▶ [Aufgabenstellung A]: Gib den Abschnitt des Artikels über Familie Gruel zwischen „Schwester Sarah (25)“ und „einem Rollator unterwegs.“, beide einschließlich, wortgetreu wieder.
▶ [Aufgabenstellung B]:
Beantworte anhand des Artikels über Familie Gruel:
(i) Aus welchem Grund wurde den drei Frauen die Wohnung gekündigt?
(ii) In welchem Jahr holte Sandra die Mittlere Reife nach?
(iii) Wie viele Jahre arbeitete Patricia Gruel in der Krankenpflege?

Bad Liebenzell-Maisenbach-Zainen - Aufgeben ist nicht die Sache von Patricia Gruel aus Maisenbach-Zainen. Fast schon verzweifelt versucht sie, die drohende Obdachlosigkeit für sich und ihre beiden Töchter Sandra und Sarah noch abzuwenden. Doch die Zeit wird knapp. Zum Ende dieses Monats müssen die drei Frauen ihre derzeitige Wohnung in Maisenbach-Zainen verlassen. Den Frauen wurde die Wohnung wegen Eigenbedarf gekündigt.

Die Suche nach einer neuen Wohnung füllt inzwischen einen ganzen Aktenordner. Dabei haben Patricia Gruel und ihre beiden Töchter Sandra und Sarah ohnehin schon ein hartes Schicksal zu bewältigen. Die drei Frauen leiden seit einiger Zeit an Multipler Sklerose (MS), einer tückischen Nervenkrankheit.

Besonders schwer hat es Tochter Sandra getroffen. Zwei Mal wurde sie durch Krankheit aus einer Ausbildung herausgerissen. 2010 wurde bei der heute 29-Jährigen MS diagnostiziert. Doch sie berappelte sich und holte 2013 die Mittlere Reife nach. Als sie 2018 eine Lungenentzündung bekam, hatte sie gerade eine Ausbildung zur Kauffrau im Büromanagement im Berufsförderungswerk in Schömberg begonnen. Jetzt kämpft sie sich langsam wieder ins Leben zurück. Sie möchte wenigstens wieder die kleinen Freuden genießen und zum Beispiel alleine eine Tasse Kaffee trinken. Was sie später beruflich machen möchte, weiß sie noch nicht.

Schwester Sarah (25) schaffte 2017 trotz ihrer Krankheit die Fachhochschulreife an der Johanna-Wittum-Schule in Pforzheim und ließ sich dort gleichzeitig zur Assistentin im Gesundheits- und Sozialwesen ausbilden. Sie gewann sogar einen Schülerpreis. Ab 2018 folgte im Berufsförderungswerk in Bad Wildbad eine Ausbildung zur Fachangestellten für Medien- und Informationsdienste mit der Fachrichtung Medizinische Dokumentation. Im Juni hat sie ihren Abschluss geschafft. Sarah hat jetzt zwei Berufe und hofft, eine Stelle zu bekommen. Doch auch sie ist auf den Rollstuhl angewiesen. In der Wohnung ist sie mit einem Rollator unterwegs.

Mutter Patricia hat ebenfalls zwei Berufe gelernt. Die heute 61-Jährige ließ sich zunächst zur Einzelhandelskauffrau ausbilden und arbeitete in diesem Beruf. Später absolvierte sie noch eine Ausbildung zur Krankenschwester und arbeitete 30 Jahre lang in der Krankenpflege. Insgesamt war sie fast 40 Jahre berufstätig: "Wir waren schon immer eine fleißige Familie." Wegen körperlicher Gebrechen ist sie inzwischen in Rente. Seit sie von ihrem Mann getrennt ist, lebt sie mit ihren Töchtern in Maisenbach-Zainen.

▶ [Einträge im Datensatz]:
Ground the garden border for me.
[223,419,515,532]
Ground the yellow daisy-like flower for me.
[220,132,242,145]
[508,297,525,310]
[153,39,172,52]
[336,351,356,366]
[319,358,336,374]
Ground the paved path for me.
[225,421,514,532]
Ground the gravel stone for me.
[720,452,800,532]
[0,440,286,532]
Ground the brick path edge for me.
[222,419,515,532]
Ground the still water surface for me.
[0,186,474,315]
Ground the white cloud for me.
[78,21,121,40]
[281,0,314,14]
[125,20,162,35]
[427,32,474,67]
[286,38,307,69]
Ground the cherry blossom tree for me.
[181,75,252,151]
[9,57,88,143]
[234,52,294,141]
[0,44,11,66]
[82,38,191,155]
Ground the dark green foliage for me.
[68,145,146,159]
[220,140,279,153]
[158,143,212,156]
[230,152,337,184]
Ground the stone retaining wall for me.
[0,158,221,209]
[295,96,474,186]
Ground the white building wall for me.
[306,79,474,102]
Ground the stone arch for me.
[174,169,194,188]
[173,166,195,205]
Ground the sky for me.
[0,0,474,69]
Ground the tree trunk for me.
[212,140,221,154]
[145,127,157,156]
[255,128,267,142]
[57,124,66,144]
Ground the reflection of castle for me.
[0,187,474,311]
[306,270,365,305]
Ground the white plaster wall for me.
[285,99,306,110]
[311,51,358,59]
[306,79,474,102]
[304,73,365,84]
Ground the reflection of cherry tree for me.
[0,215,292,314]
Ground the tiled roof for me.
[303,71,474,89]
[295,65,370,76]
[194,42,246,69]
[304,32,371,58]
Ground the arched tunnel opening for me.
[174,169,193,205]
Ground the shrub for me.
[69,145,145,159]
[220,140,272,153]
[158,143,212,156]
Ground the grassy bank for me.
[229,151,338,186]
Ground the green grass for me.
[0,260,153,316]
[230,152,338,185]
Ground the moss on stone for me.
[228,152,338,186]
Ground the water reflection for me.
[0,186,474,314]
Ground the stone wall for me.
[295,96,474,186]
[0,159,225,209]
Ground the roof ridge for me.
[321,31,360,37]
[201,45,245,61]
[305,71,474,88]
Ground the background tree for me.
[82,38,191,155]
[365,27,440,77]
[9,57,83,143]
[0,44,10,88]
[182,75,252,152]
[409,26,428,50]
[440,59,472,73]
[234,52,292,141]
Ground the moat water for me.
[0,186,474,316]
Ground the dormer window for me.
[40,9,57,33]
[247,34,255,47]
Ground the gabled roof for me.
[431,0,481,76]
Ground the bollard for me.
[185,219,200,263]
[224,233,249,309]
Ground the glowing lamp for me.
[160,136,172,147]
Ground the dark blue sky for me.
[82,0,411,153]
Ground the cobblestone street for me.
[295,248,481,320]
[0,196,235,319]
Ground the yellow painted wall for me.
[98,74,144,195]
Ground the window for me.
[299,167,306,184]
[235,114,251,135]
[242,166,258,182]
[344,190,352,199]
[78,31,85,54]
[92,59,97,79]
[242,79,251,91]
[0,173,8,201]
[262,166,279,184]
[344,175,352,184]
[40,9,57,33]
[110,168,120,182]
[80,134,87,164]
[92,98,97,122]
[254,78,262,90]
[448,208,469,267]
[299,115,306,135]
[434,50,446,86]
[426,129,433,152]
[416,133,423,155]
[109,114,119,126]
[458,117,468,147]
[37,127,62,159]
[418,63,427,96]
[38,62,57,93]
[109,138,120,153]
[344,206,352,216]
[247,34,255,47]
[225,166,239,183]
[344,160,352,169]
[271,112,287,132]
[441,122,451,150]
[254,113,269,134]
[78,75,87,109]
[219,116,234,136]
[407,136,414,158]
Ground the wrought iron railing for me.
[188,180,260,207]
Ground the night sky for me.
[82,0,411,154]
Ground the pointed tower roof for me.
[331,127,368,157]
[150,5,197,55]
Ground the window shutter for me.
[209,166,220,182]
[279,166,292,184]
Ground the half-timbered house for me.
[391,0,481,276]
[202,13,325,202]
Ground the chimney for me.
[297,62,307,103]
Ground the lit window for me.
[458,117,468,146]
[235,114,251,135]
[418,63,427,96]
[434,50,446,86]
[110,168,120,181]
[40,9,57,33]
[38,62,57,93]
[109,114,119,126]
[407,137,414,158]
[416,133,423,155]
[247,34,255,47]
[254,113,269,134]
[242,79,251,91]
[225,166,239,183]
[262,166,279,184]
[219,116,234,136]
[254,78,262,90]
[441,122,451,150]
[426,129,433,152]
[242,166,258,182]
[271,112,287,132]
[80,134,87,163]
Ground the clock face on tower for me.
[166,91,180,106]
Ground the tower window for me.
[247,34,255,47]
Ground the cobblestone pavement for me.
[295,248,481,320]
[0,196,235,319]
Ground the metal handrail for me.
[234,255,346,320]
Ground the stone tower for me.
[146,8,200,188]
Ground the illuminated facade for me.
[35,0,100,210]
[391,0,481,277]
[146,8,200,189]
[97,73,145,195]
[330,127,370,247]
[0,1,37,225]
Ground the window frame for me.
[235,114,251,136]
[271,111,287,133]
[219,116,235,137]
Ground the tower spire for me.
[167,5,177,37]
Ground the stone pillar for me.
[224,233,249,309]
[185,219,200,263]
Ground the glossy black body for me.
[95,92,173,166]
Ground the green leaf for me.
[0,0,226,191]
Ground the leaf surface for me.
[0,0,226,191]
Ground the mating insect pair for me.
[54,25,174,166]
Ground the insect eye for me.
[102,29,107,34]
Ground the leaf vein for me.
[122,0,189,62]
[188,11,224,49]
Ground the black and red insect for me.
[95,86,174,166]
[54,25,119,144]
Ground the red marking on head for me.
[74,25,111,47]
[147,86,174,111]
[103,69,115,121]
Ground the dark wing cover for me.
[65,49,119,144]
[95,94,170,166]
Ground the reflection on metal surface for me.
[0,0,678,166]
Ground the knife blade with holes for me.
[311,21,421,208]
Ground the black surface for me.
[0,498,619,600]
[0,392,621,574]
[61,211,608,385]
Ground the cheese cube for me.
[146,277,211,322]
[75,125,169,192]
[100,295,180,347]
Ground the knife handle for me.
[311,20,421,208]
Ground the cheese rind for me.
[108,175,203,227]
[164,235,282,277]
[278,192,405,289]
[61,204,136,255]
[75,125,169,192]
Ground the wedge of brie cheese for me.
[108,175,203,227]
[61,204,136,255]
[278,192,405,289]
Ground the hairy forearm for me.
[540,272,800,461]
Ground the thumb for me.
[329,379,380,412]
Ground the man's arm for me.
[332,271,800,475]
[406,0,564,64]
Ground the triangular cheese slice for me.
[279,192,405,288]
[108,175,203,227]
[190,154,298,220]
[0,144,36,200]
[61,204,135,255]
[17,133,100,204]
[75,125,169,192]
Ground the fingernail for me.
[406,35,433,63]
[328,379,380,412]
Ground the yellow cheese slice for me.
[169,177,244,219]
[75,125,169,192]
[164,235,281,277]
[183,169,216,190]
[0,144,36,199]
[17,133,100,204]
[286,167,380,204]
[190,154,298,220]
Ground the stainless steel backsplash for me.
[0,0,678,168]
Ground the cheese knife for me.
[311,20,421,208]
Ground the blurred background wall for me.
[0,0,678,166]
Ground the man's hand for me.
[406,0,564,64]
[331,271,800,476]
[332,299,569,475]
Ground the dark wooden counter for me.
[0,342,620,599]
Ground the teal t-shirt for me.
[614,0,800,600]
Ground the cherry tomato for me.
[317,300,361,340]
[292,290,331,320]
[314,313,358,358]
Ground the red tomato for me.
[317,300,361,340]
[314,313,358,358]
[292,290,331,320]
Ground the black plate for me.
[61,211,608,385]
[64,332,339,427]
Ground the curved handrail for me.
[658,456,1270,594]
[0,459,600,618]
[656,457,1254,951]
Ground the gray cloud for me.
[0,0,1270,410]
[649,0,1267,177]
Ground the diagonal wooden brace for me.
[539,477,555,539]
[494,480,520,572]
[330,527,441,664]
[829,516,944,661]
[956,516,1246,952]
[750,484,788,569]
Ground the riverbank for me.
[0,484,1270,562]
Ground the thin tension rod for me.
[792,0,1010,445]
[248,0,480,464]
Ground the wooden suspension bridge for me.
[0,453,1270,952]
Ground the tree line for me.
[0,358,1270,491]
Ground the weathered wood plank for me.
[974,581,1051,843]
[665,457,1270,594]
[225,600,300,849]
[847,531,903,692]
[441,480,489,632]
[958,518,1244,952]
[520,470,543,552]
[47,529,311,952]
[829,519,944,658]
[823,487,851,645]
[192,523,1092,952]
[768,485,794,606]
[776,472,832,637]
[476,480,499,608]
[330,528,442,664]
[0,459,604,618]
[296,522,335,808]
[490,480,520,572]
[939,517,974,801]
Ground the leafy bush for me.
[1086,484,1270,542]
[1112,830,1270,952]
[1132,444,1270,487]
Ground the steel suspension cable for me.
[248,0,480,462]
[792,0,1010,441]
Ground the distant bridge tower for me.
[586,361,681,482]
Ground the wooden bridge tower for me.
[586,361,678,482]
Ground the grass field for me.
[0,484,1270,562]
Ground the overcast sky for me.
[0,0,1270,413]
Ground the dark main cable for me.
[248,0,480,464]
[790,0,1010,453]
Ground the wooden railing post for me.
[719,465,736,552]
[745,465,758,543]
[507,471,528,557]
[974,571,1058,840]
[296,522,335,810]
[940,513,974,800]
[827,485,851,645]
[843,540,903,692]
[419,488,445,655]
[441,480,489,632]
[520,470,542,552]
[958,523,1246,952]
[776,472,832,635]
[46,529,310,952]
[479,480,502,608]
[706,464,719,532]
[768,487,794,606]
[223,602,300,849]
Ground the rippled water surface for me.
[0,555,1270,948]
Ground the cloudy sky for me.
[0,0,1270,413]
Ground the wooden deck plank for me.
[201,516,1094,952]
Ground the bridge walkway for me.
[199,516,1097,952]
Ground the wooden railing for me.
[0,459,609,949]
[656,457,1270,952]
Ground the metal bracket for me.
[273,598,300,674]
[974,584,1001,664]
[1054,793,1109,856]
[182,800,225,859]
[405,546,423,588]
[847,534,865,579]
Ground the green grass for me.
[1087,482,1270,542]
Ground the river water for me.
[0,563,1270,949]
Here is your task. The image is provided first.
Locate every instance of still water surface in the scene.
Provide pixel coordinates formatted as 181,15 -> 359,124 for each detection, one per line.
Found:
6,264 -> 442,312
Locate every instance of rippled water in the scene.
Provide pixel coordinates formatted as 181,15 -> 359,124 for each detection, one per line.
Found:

▶ [Lösung A]:
Schwester Sarah (25) schaffte 2017 trotz ihrer Krankheit die Fachhochschulreife an der Johanna-Wittum-Schule in Pforzheim und ließ sich dort gleichzeitig zur Assistentin im Gesundheits- und Sozialwesen ausbilden. Sie gewann sogar einen Schülerpreis. Ab 2018 folgte im Berufsförderungswerk in Bad Wildbad eine Ausbildung zur Fachangestellten für Medien- und Informationsdienste mit der Fachrichtung Medizinische Dokumentation. Im Juni hat sie ihren Abschluss geschafft. Sarah hat jetzt zwei Berufe und hofft, eine Stelle zu bekommen. Doch auch sie ist auf den Rollstuhl angewiesen. In der Wohnung ist sie mit einem Rollator unterwegs.

▶ [Lösung B]:
(i) Wegen Eigenbedarf.
(ii) 2013.
(iii) 30 Jahre.